- What to produce
In the listing below, locate the lines that hold "visible" and copy them.

(Data provided Opens)

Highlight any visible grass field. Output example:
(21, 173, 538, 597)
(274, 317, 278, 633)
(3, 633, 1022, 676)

(Data provided Closes)
(Data provided Opens)

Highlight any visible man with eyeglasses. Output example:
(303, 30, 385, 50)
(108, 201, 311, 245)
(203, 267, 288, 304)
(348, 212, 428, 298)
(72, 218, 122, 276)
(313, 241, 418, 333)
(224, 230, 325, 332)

(Data provided Closes)

- Exercise answer
Highlight any visible grass field. Output example:
Highlight any visible man with eyeglasses. Output example:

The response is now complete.